General Laws c. 106, § 2-201(2) provides the exception to this rule:
Between merchants if within a reasonable time a writing in confirmation of the contract and sufficient against the sender is received and the party receiving it has reason to know its contents, it satisfies the requirements of subsection (1) against such party unless written notice of objection to its contents is given within ten days after it is received.
Following the logic behind this statutory exception to the general Statute of Frauds rule, the insurer's refusal to sign the § 48 agreement at issue here is not a bar to the enforcement of the agreement memorialized in the confirmation letter, and subsequently in the lump sum agreement itself.
Another telling attribute of the confirmation letter is its statement that the employee was going to withdraw his appeal of the conference order reducing his benefits. This makes out a case of detrimental reliance on the part of the employee, induced by the insurer's promise to pay $50,000.00 to settle the case. "An offer which the offeror should reasonably expect to induce action or forbearance of a substantial character on the part of the offeree before acceptance and which does induce such action or forbearance is binding as an option contract to the extent necessary to avoid injustice." Loranger v. Hausermann, 376 Mass. 757, 760 (1978), quoting Restatement Second of Contracts § 89B(2). "When a promise is enforceable in whole or in part by virtue of reliance, it is a 'contract' and it is enforceable pursuant to a 'traditional contract theory' antedating the modern doctrine of consideration." Id. at 761. See also Hurwitz v. Bocian, 41 Mass. App. Ct. 365, 370 (1996). The application of the theory in the present case is apparent: The insurer's $50,000.00 offer induced the employee to withdraw his appeal of the conference order, which fact was made known to the insurer, and which forbearance to appeal could only be remedied by the enforcement of the promise to pay $50,000.00. Accord Correia v. DeSimone, 34 Mass. App. Ct. 601, 603-605 (1993)(oral agreement to settle case during trial enforceable due to trial court's reliance placed in report of such structured settlement, with court ruling that judicial estoppel prevented Statute of Frauds' application barring enforceability).

* [Records from a dataset]:
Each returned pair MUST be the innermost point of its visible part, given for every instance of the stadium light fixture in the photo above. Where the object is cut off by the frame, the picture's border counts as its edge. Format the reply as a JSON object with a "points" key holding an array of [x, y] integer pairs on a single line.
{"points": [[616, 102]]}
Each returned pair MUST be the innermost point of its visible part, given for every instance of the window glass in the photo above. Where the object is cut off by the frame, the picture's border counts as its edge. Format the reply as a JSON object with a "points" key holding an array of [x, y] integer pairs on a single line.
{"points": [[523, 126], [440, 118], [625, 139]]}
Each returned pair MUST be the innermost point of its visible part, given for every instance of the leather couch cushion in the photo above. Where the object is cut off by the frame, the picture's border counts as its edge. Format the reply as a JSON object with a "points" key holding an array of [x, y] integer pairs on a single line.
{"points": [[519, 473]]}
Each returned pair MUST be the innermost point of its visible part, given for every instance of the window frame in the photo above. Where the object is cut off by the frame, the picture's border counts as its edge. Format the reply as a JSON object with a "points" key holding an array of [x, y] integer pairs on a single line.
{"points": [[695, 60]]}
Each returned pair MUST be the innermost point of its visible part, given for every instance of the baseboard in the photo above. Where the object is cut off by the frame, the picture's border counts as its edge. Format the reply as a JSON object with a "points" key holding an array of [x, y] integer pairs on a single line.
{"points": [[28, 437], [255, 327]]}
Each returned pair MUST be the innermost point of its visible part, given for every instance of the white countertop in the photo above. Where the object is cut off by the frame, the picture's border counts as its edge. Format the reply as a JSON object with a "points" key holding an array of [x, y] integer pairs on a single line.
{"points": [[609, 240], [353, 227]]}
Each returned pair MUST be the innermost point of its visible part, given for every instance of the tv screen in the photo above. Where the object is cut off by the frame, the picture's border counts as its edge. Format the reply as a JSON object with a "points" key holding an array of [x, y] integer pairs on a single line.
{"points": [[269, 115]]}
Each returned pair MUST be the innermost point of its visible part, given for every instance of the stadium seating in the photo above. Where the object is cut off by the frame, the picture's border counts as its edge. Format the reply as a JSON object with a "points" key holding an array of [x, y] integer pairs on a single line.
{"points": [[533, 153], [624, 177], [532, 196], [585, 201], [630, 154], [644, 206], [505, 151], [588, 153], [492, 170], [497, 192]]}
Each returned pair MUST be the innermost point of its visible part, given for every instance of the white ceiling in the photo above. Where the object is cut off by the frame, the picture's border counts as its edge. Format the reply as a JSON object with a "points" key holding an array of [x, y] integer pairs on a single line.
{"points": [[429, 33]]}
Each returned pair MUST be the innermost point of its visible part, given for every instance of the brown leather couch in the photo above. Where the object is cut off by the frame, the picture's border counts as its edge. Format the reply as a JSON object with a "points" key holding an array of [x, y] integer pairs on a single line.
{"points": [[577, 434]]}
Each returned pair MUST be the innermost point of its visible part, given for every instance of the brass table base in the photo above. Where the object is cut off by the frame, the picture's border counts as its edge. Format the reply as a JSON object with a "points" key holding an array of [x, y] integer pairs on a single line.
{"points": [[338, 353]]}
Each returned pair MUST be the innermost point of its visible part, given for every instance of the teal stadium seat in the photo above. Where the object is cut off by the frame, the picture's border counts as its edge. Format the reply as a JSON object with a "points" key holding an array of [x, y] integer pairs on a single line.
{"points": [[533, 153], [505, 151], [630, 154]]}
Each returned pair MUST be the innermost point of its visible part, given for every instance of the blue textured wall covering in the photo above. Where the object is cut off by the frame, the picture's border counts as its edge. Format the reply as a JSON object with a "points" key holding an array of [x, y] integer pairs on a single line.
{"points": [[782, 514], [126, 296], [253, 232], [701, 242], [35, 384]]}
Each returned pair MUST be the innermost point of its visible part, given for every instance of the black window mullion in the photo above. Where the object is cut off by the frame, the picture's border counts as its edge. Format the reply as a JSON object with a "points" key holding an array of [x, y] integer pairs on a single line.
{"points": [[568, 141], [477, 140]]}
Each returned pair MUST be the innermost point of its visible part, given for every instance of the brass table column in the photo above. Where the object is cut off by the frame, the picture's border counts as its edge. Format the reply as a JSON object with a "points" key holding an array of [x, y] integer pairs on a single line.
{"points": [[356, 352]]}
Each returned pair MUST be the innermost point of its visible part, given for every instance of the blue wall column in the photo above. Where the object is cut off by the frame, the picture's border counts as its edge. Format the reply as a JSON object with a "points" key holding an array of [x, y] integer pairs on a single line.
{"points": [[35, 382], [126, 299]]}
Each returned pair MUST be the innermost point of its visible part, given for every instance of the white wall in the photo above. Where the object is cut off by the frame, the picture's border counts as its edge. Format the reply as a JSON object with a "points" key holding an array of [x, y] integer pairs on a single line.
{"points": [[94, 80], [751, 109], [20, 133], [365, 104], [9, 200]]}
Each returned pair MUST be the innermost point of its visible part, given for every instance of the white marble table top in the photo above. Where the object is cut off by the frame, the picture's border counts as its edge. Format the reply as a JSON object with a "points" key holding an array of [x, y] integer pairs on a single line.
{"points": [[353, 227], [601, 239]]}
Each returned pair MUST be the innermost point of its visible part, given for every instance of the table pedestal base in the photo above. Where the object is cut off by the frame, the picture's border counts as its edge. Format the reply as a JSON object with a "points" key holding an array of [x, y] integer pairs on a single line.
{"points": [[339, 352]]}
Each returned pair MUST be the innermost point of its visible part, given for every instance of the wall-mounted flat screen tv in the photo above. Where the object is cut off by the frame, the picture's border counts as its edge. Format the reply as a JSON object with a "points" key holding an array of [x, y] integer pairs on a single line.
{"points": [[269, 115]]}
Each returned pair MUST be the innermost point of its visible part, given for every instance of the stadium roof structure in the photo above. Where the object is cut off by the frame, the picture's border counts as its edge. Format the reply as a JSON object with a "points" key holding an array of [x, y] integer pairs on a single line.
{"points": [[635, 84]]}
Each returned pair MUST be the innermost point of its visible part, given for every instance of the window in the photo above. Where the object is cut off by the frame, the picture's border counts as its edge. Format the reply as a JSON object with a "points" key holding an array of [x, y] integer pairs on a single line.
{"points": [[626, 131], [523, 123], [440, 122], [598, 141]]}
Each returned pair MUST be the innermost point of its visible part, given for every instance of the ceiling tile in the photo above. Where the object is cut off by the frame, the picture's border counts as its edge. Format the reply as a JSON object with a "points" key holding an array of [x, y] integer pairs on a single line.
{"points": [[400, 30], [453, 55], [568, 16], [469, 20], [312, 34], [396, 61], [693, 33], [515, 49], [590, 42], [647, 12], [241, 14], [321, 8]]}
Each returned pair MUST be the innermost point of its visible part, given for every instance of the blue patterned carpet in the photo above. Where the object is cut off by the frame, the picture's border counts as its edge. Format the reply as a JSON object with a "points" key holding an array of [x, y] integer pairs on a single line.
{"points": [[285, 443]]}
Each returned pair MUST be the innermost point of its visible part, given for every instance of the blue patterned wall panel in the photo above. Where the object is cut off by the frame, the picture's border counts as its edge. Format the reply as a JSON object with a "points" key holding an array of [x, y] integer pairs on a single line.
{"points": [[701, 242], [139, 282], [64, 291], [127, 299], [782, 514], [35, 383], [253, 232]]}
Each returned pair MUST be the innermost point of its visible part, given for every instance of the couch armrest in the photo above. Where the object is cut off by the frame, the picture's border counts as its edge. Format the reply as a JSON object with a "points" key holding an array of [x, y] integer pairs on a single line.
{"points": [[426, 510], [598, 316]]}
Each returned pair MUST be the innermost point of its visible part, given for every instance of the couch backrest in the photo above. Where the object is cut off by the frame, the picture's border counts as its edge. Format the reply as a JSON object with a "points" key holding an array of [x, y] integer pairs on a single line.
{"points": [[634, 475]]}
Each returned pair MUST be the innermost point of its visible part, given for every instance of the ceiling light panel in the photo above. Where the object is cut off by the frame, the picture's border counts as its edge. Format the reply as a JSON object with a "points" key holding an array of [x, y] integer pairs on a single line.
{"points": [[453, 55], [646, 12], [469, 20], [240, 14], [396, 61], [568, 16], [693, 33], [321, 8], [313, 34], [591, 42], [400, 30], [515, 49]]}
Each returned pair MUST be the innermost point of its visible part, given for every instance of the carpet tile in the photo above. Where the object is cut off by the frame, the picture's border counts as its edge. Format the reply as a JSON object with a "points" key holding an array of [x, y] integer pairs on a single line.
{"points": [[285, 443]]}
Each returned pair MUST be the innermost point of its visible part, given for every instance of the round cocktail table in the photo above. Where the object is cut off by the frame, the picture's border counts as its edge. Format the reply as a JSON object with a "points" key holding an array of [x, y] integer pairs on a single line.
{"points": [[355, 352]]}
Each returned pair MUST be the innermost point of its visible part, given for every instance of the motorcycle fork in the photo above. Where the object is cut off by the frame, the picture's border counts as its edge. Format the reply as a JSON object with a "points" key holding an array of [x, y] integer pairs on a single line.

* [Assigned task A]: According to the legal opinion, how soon after receiving a confirming writing must a merchant give written notice of objection?
* [Assigned task B]: Translate this sentence from the legal opinion into Spanish: "Another telling attribute of the confirmation letter is its statement that the employee was going to withdraw his appeal of the conference order reducing his benefits."
* [Assigned task C]: Pick up the legal opinion after its final sentence and continue it.

* [Task output A]: Within ten days after it is received.

* [Task output B]: Otro atributo revelador de la carta de confirmación es su afirmación de que el empleado iba a retirar su apelación de la orden de la conferencia que reducía sus beneficios.

* [Task output C]:
We are persuaded, as a final matter, that the lump sum agreement is governed by the rule of law that, "[i]n the absence of contrary provisions, contracts are generally held to survive the death of one of the parties." Kowal v. Sportswear by Revere, 351 Mass. 541, 544 (1967). The parties had reached a meeting of the minds as of July 16, 1997, referenced in the confirmation letter of the employee's attorney, at which point the contract was formed. Nothing in this case removes it from the scope of the general rule. Compare Thomas v. Mass. Bay Transportation Authority, 39 Mass. App. Ct. 537 (1995) (a conditional acceptance or an expressly stated condition precedent that a document be signed may relieve a party to a settlement from performance).
Because under the circumstances of this case the lump sum agreement is enforceable without the insurer's signature, and the parties stipulate to its legal adequacy in all other respects, we reverse the decision, approve the lump sum agreement, and order the insurer to pay benefits in accordance with such agreement.
Sara Holmes Wilson
Administrative Law Judge
William A. McCarthy
Administrative Law Judge
FILED: August 18, 2000
*Judge Smith did not participate in this decision.
1 General Laws c. 152, § 48, provides in pertinent part:
(1) Under the conditions and limitations specified in this chapter, the insurer and employee may . . . by an agreement pursuant to section nineteen, redeem any liability for compensation, in whole or in part, by the payment by the insurer of a lump sum amount.
General Laws c. 152, § 19, provides in pertinent part:
(1) Except as otherwise provided by section seven, any payment of compensation shall be by written agreement by the parties and subject to the approval of the department.